What you return should be the full listing, exactly as given.
[[ DATA SUPPLIED, beginning ]]
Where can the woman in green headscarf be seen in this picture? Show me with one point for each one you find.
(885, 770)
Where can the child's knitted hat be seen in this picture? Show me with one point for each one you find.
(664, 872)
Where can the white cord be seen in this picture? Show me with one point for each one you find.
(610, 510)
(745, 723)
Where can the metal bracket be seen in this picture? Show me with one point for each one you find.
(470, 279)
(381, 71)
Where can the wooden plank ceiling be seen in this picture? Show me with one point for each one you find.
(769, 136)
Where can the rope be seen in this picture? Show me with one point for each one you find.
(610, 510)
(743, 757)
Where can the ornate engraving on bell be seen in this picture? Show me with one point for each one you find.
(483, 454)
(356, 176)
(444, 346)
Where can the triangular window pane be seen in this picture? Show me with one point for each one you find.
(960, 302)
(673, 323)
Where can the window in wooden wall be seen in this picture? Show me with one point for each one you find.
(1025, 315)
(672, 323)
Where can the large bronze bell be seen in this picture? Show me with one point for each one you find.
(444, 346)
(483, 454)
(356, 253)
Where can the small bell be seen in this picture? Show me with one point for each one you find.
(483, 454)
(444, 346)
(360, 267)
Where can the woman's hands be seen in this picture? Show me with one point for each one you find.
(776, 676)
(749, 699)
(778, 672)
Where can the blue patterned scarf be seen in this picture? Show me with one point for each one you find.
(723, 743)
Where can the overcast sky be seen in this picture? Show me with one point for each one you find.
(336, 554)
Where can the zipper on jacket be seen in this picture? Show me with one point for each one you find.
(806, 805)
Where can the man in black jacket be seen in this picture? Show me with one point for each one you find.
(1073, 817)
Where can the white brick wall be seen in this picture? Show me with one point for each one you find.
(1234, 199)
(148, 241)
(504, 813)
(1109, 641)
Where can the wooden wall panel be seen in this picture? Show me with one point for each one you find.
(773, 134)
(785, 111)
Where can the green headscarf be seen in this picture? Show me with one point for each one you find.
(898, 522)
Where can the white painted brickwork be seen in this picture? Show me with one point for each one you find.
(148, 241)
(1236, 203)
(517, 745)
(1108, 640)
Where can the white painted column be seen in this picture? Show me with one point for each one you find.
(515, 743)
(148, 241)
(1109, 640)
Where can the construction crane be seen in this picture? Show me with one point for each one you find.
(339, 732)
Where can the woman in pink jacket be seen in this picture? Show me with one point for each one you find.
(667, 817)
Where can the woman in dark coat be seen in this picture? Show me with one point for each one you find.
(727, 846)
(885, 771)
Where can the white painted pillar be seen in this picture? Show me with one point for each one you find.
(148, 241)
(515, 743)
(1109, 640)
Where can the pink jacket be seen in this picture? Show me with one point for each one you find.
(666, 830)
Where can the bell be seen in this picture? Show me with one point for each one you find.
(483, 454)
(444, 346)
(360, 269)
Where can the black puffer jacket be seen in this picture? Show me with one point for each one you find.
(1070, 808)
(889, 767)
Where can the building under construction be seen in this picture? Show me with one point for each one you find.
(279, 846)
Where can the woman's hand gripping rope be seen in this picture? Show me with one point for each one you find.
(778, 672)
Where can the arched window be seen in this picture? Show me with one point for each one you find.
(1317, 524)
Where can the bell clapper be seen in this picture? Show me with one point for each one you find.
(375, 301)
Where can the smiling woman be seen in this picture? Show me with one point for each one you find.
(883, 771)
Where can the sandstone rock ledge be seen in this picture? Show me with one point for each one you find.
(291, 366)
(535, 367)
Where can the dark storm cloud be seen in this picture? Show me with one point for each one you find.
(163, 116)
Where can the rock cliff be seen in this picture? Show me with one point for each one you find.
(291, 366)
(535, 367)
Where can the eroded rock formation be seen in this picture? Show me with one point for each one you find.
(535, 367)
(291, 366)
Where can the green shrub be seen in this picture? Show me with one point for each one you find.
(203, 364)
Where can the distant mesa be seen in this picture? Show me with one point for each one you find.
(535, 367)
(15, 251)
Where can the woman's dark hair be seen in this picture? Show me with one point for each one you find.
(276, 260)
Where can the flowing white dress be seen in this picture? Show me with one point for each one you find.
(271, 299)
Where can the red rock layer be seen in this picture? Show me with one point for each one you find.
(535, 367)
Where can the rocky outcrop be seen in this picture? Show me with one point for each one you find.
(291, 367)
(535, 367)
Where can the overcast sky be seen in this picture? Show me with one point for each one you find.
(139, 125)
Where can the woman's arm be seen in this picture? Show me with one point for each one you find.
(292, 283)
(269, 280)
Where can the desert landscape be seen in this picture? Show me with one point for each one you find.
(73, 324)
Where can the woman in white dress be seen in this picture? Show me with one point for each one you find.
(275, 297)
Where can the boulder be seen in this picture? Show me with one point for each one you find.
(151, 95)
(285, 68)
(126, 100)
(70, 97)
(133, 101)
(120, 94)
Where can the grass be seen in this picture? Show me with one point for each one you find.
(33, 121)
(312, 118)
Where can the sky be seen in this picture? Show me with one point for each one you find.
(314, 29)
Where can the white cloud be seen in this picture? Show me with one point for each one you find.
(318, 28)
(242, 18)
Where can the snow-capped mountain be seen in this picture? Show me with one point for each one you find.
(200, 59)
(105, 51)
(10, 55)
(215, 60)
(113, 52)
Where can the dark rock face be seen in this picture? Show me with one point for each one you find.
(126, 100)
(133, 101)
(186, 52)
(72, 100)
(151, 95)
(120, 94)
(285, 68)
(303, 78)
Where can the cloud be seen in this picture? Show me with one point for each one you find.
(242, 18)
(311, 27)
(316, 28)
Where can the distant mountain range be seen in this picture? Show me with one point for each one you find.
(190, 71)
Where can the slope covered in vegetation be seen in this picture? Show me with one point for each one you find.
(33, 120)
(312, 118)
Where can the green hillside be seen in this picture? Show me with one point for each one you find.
[[ DATA SUPPLIED, end ]]
RESULT OF THIS EXERCISE
Where can the woman in green headscarf be seen in this picture? Show me with one point for each one you find.
(885, 770)
Where can the child's knitted hat be seen in this picture? Show me with one point for each one you find.
(664, 872)
Where can the white cord be seen in this picture? Show me with one point for each one you find.
(610, 510)
(745, 723)
Where can the metal bracket be seen in this picture? Show me with one point for each one you find.
(470, 279)
(381, 71)
Where can the wooden plank ceiling be seen in this picture? Show me with one point for each one you find.
(769, 136)
Where can the rope be seen in this picture? Show me with one point for each one you find.
(610, 510)
(743, 757)
Where can the ornate engraving on bell be seen in this picture? Show me with one point for each one you find.
(483, 454)
(356, 176)
(444, 346)
Where can the triangular window pane be seen in this picture? Show me with one point for each one you find.
(960, 302)
(673, 323)
Where can the window in wooden wall be seen in this picture? Show me with one point for each one you find.
(1025, 315)
(672, 323)
Where can the large bronze bell be seen in this picture? Show me with one point for each one you find.
(444, 346)
(483, 454)
(356, 253)
Where can the small bell be seen in this picture? Show me with one point for each one you find.
(483, 454)
(444, 346)
(360, 267)
Where can the woman's hands be seen in this picture? Show me with one point for each one you find.
(776, 676)
(749, 699)
(778, 672)
Where can the blue patterned scarf be seen in this picture? Show me with one point for each one you find.
(723, 743)
Where can the overcast sky be seen in this picture? Show me with one point for each one you find.
(336, 554)
Where can the zipper on jacket be seen in this picture? Show me with one point for each one you find.
(806, 805)
Where can the man in black jacket be seen in this picture? Show me with one point for each one you find.
(1073, 817)
Where can the white brick wall be seen in this picture? Show me with one point for each one you find.
(1234, 199)
(148, 241)
(504, 813)
(1109, 641)
Where can the wooden wall panel be seen in this picture? Show me with one point for each one you find.
(773, 134)
(785, 111)
Where can the green headscarf be seen in this picture? Show me with one point for each one you find.
(898, 522)
Where can the white painted brickwork be seen in this picture? Show me with one point for each one you find.
(148, 241)
(1236, 203)
(517, 745)
(1108, 640)
Where can the white painted column be seen in this picture? Show me with one point for each one you find.
(515, 743)
(148, 241)
(1109, 640)
Where can the construction crane be seen in this picture? Show me with one point for each one you find.
(339, 732)
Where can the woman in pink jacket be seen in this picture? Show me with one point for each one you find.
(667, 817)
Where can the woman in dark coat be seen in this picture? Show me with one point for each one you find.
(727, 846)
(885, 771)
Where can the white painted pillar be seen in this picture? Show me with one point for each one you find.
(148, 241)
(515, 743)
(1109, 640)
Where can the pink jacket be seen in this picture? Show me with one point for each one you find.
(666, 830)
Where can the bell be seen in this picture? Show me with one point for each one you find.
(483, 454)
(444, 346)
(360, 269)
Where can the black puffer jacket be seen in this picture? Show me with one point for each one you find.
(1070, 808)
(889, 767)
Where can the building under construction be seen in this picture? Show me with one point for each one you find.
(279, 846)
Where can the woman's hand gripping rope be seen in this picture? Show me with one point for each one you find.
(778, 672)
Where can the arched window be seen in this picture? Show me with one point for each one you find.
(1317, 524)
Where can the bell clapper be seen in this picture? Show me with one point for each one you find.
(375, 301)
Where can the smiling woman be seen in this picture? Show me with one point for each one you find.
(883, 771)
Where can the sandstone rock ledge be seen in this picture? Show me with one point for each one you find.
(291, 366)
(535, 367)
Where can the dark storm cloud be seen in this picture? Show me with one point for each one you find.
(163, 116)
Where can the rock cliff be seen in this picture? Show me with one point for each one you find.
(291, 366)
(535, 367)
Where can the eroded rock formation be seen in this picture? Show me with one point for each one you find.
(535, 367)
(291, 366)
Where can the green shrub be seen in this picture? Show me with one point for each one you find.
(203, 364)
Where can the distant mesa be seen in this picture? Show me with one point for each one you find.
(535, 367)
(15, 251)
Where can the woman's dark hair be seen in this picture? Show me with one point for each one you find.
(276, 260)
Where can the flowing white dress be seen in this picture? Show me with one point for each one you find.
(271, 299)
Where can the red rock layer be seen in this picture? Show me with one point for each one you find.
(535, 367)
Where can the rocky outcrop be seen in this picture? Show me with one point for each one you find.
(291, 367)
(535, 367)
Where can the overcast sky be seen in this picture? Show me with one point for each one you find.
(139, 125)
Where can the woman's arm be seen in this picture? Show me with one point for each one you find.
(292, 283)
(269, 280)
Where can the desert landscape be seen in this picture? Show me with one point for each one you find.
(73, 324)
Where can the woman in white dress be seen in this picture? Show me with one point for each one you find.
(275, 297)
Where can the boulder be seen in this picture? Show me with one point for each one you find.
(151, 95)
(285, 68)
(126, 100)
(70, 97)
(133, 101)
(120, 94)
Where can the grass be seen in this picture? Show me with one point for each one you find.
(33, 121)
(312, 118)
Where can the sky be seen in this picture? Show me with one point for each one you find.
(314, 29)
Where can the white cloud be seen in this picture? Show me with one point for each one you find.
(318, 28)
(242, 18)
Where can the snow-capped mountain be seen in this picture? Show me with one point for each one you find.
(200, 59)
(105, 51)
(10, 55)
(215, 60)
(113, 52)
Where can the dark rock face be seen in this picture? Show me with one point for each one you find.
(126, 100)
(133, 101)
(186, 52)
(72, 100)
(151, 95)
(120, 94)
(285, 68)
(303, 78)
Where can the cloud be seen in this picture? Show me with one point for each one you find.
(242, 18)
(311, 27)
(316, 28)
Where can the distant mountain range be seen in this picture? Show me with one point for each one you find.
(190, 71)
Where can the slope covered in vegetation be seen in this picture? Show me with one point for each one you find.
(33, 120)
(312, 118)
Where can the green hillside be seen in this picture? Show me with one point for each one you find.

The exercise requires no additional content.